**WHAT TO DO**.
Set down each record that follows exactly. Drop the images.

SUPPLIED RECORDS START

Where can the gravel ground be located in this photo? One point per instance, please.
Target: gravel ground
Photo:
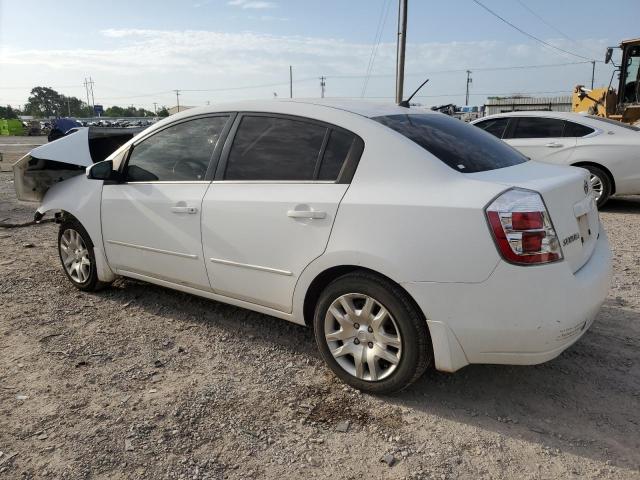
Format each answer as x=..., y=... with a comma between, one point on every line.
x=138, y=381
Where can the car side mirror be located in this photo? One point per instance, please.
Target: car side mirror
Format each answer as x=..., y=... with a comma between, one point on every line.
x=102, y=171
x=608, y=55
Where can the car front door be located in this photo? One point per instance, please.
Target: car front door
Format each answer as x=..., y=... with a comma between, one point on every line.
x=541, y=139
x=151, y=220
x=270, y=210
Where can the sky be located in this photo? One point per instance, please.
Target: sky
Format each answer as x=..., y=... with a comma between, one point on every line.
x=139, y=52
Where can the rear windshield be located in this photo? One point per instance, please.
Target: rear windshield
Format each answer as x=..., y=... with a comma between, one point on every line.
x=463, y=147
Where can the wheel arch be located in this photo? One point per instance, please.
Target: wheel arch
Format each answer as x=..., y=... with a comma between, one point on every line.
x=81, y=198
x=586, y=163
x=324, y=278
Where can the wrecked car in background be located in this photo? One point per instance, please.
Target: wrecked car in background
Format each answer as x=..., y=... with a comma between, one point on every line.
x=64, y=158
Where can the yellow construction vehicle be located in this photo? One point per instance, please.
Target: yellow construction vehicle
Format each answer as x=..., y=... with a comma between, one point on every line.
x=623, y=105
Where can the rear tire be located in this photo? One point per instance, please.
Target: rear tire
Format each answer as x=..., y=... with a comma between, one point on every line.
x=371, y=334
x=77, y=257
x=600, y=183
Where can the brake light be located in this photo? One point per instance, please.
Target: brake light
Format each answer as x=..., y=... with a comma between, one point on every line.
x=522, y=228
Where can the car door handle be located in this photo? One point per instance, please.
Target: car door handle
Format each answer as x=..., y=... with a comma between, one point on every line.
x=184, y=209
x=306, y=214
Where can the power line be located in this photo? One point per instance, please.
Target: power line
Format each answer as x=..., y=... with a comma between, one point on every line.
x=553, y=27
x=382, y=20
x=463, y=70
x=533, y=37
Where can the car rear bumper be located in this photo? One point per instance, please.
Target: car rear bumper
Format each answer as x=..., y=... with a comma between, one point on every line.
x=519, y=315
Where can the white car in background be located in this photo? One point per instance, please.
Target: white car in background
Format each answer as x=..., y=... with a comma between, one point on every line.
x=610, y=150
x=405, y=239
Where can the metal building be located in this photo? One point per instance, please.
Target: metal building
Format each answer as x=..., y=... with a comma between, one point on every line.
x=514, y=104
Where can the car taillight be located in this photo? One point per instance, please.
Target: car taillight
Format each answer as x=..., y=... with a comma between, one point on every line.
x=522, y=228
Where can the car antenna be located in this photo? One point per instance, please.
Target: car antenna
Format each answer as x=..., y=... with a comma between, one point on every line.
x=405, y=103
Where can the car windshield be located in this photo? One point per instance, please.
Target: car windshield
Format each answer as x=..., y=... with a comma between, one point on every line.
x=615, y=122
x=461, y=146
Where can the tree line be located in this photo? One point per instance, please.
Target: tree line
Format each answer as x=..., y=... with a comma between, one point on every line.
x=45, y=102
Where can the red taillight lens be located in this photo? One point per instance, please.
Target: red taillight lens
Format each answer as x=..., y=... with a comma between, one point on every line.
x=522, y=228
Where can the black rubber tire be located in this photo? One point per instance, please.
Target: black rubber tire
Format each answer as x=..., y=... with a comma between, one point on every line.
x=417, y=353
x=92, y=284
x=606, y=183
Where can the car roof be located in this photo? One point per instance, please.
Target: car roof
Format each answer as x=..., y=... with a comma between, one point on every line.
x=363, y=108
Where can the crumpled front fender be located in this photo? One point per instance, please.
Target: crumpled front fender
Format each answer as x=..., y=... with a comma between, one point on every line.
x=81, y=198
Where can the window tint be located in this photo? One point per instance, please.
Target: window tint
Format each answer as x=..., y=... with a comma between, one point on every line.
x=537, y=127
x=614, y=122
x=335, y=154
x=495, y=127
x=271, y=148
x=178, y=153
x=576, y=130
x=461, y=146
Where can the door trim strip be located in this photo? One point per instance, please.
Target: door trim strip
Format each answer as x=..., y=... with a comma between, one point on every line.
x=151, y=249
x=253, y=267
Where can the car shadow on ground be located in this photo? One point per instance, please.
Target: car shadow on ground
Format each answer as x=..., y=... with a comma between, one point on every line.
x=585, y=401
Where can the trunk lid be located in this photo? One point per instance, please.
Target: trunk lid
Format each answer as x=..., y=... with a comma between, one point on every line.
x=569, y=200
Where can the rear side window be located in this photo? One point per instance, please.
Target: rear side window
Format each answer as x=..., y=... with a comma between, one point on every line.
x=538, y=127
x=273, y=148
x=178, y=153
x=576, y=130
x=461, y=146
x=335, y=154
x=495, y=126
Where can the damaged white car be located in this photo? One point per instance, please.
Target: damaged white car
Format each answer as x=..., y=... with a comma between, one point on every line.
x=404, y=238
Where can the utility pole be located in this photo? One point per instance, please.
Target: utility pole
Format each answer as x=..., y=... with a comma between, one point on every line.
x=93, y=101
x=402, y=43
x=177, y=99
x=86, y=89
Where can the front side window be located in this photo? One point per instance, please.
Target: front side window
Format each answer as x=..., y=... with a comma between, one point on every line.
x=495, y=126
x=538, y=127
x=572, y=129
x=459, y=145
x=275, y=148
x=178, y=153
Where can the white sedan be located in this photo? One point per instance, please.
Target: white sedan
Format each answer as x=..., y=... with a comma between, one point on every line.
x=404, y=239
x=610, y=150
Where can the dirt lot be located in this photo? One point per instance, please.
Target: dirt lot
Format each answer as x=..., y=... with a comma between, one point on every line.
x=138, y=381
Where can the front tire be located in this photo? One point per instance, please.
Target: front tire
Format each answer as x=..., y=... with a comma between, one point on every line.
x=77, y=257
x=370, y=333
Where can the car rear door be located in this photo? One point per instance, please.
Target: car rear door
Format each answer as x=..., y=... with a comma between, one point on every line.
x=270, y=210
x=541, y=139
x=151, y=220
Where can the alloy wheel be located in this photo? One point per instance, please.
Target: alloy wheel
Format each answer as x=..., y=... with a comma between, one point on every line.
x=596, y=185
x=75, y=256
x=363, y=337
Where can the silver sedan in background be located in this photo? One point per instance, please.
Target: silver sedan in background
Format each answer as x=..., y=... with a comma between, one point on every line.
x=609, y=149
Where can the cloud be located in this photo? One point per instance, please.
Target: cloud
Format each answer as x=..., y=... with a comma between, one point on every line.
x=145, y=61
x=251, y=4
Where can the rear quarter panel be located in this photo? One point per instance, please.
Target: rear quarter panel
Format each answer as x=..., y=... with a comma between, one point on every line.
x=409, y=217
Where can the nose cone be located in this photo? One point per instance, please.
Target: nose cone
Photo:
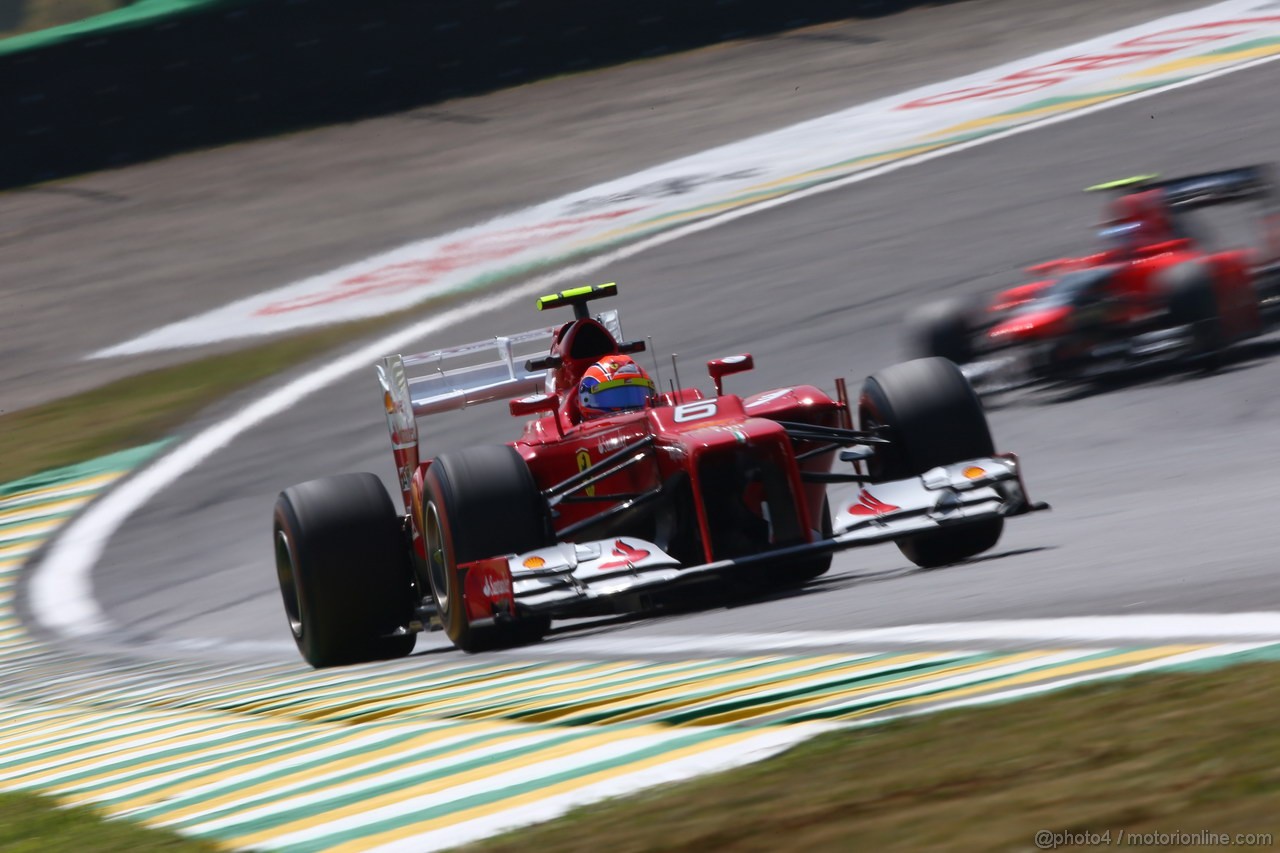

SUPPLIED RECORDS END

**RESPONSE FOR THIS EXERCISE**.
Where can the gravel ground be located in this photo? One point per instance, please.
Target: gravel ground
Photo:
Format each answer as x=..., y=... with a comma between, one point on every line.
x=138, y=381
Where can the car side mirror be located in this photo? One point per instance, please.
Target: car side mirror
Format each answer as x=..., y=... with a comma between, one point on every line.
x=102, y=171
x=608, y=55
Where can the car front door be located in this photo? One point per instance, please.
Target: car front door
Format each answer as x=..., y=... with a comma between, one point on every line.
x=541, y=139
x=151, y=220
x=270, y=210
Where can the sky be located in this photo? One point per instance, please.
Target: sky
Format each answer as x=..., y=... with a comma between, one point on every line.
x=139, y=52
Where can the rear windshield be located in this photo? One point per instance, please.
Target: rear windshield
Format each answer as x=..., y=... with a comma between, one point on every line.
x=463, y=147
Where can the wheel arch be located in this photo? One point per instance, please.
Target: wheel arch
Format each answer as x=..., y=... with a comma between, one point on every line.
x=81, y=198
x=586, y=163
x=324, y=278
Where can the wrecked car in background be located in this photo? One point per instance, please.
Target: wrecked car in background
Format each answer as x=..., y=... with a comma between, one point on every line.
x=64, y=158
Where can the yellow construction vehicle be located in this photo? One point per instance, please.
Target: yellow construction vehicle
Format each answer as x=..., y=... with a comma between, one point on every line.
x=623, y=105
Where can the rear tire be located in this photo? One point per instance, please.
Target: rear tire
Format each answer as x=..., y=... with a comma between, one point on every line.
x=371, y=334
x=77, y=257
x=600, y=183
Where can the brake light be located in this photo? One point per instance, please.
Target: brake light
Format each answer as x=..., y=... with a comma between, one point on every line.
x=522, y=228
Where can the car door handle be located in this photo? One point per instance, please.
Target: car door handle
Format each answer as x=..., y=... with a comma between, one point on every line.
x=184, y=209
x=306, y=214
Where can the power line be located in this photo? One point per instance, please.
Target: power line
Format each answer as x=..., y=... with a comma between, one point on every line.
x=553, y=27
x=382, y=20
x=463, y=70
x=533, y=37
Where can the car rear bumper be located in this photo? One point per instance, please.
Target: car rear bumper
Format each answer as x=..., y=... with a comma between, one point on every line.
x=519, y=315
Where can the white car in background be located in this photo? One point per instance, please.
Target: white car in background
Format each answer as x=..., y=... with a comma between, one point on every line.
x=610, y=150
x=405, y=239
Where can the metal building be located in this photo? One point per instance, please.
Target: metal building
Format each answer as x=..., y=... with a comma between, one point on every line.
x=514, y=104
Where can the car taillight be located in this photo? One point per instance, please.
Target: car taillight
Format each answer as x=..., y=... with a comma between, one point on every line.
x=522, y=228
Where can the car antenna be located in this photo? One point per instance, please.
Target: car antenna
Format each answer as x=..., y=... with a comma between, one point on every line.
x=405, y=103
Where can the car windshield be located in this photo? One point per instance, please.
Target: car windshield
Format each answer as x=..., y=... with a comma between, one point on every line.
x=615, y=122
x=461, y=146
Where can the tree line be located in this photo? One point per instance, please.
Target: tree line
Format each answer as x=..., y=... with a comma between, one point on every line.
x=45, y=102
Where can the red taillight lens be located in this photo? One point per instance, please.
Target: red taillight lens
Format each answer as x=..., y=... with a comma between, one point on every line.
x=522, y=228
Where can the black rubber tire be located in this photo? One point per instance, please.
Target: black rubber tire
Format each answer as x=..., y=... with a comma between, one point on every line.
x=417, y=353
x=92, y=284
x=606, y=183
Where can the car roof be located in this photo? One point per instance, please.
Target: car roof
Format each answer as x=..., y=... with a comma between, one point on every line.
x=363, y=108
Where can the crumpled front fender be located in this photo? One point per instance, please.
Target: crumpled front fender
Format each answer as x=..., y=... with a comma between, one point on every line.
x=81, y=198
Where can the window tint be located in this photo? One point per instance, please.
Target: window tint
Format each answer as x=..., y=... with a comma between, one point on every line.
x=537, y=127
x=614, y=122
x=335, y=154
x=495, y=127
x=271, y=148
x=178, y=153
x=576, y=130
x=461, y=146
Where can the door trim strip be located in this photo? One point per instance, please.
Target: door trim strip
Format each answer as x=..., y=... with a comma between, one point on every line.
x=151, y=249
x=253, y=267
Where can the car shadow on ground be located in this photo? One point per instance, please.
Target: car shadow on ground
Format each answer as x=..., y=... with a comma between, one point on every line.
x=585, y=401
Where can the trunk lid be located in this photo? One point per instance, please.
Target: trunk lid
Format each answer as x=..., y=... with a comma between, one point on every line.
x=569, y=200
Where can the rear side window be located in this photo? One point per instance, please.
Target: rear side window
Format each answer as x=..., y=... with a comma between, one point on every line.
x=538, y=127
x=273, y=148
x=178, y=153
x=576, y=130
x=461, y=146
x=335, y=154
x=495, y=126
Where can the damaged white car be located in this photo? One point per instance, please.
Target: damaged white car
Format each answer as x=..., y=... with a comma between, one point on every line.
x=404, y=238
Where can the utility pole be located in this photo? One point per instance, please.
Target: utility pole
Format each answer as x=..., y=... with a comma between, one point on every line.
x=93, y=101
x=402, y=43
x=177, y=99
x=86, y=89
Where can the front side window be located in this photo? One point per instance, please.
Target: front side window
Format each answer as x=..., y=... with a comma between, one point on every line.
x=495, y=126
x=538, y=127
x=572, y=129
x=459, y=145
x=275, y=148
x=178, y=153
Where can the white sedan be located in this photo? One point per instance, please.
Target: white sedan
Format each answer as x=..., y=... with a comma between, one point on every line.
x=404, y=239
x=610, y=150
Where can the dirt lot be located in this photo? One point per instance, please.
Target: dirt lot
Format each answer as x=..., y=... with a comma between, one point on every line.
x=138, y=381
Where can the front tire be located in this photo? One point per instance, please.
Target: front tire
Format each answer as x=..., y=... with a comma between, one point on every line.
x=77, y=257
x=370, y=333
Where can the car rear door be located in this photo? One point per instance, please.
Target: car rear door
Format each answer as x=..., y=... with a comma between, one point on every line.
x=270, y=210
x=541, y=139
x=151, y=220
Where can the alloy wheel be located in this photo? One point per instance, please.
Target: alloy wheel
Format each answer as x=..., y=... with a comma between, one point on every line.
x=596, y=185
x=75, y=256
x=363, y=337
Where can the silver sedan in background be located in this photo? One point per instance, please.
Target: silver sedan in background
Format each answer as x=..., y=... with a comma between, one point on every line.
x=609, y=149
Where can the cloud be located in this photo? One point per instance, please.
Target: cloud
Format each answer as x=..., y=... with a comma between, one point on every line.
x=145, y=61
x=251, y=4
Where can the rear quarter panel be located in this photo? One point per instance, please.
Target: rear quarter panel
Format each answer as x=..., y=... with a comma between, one point on every line.
x=409, y=217
Where can the nose cone be located in this photo? One point per instance, please.
Target: nose cone
Photo:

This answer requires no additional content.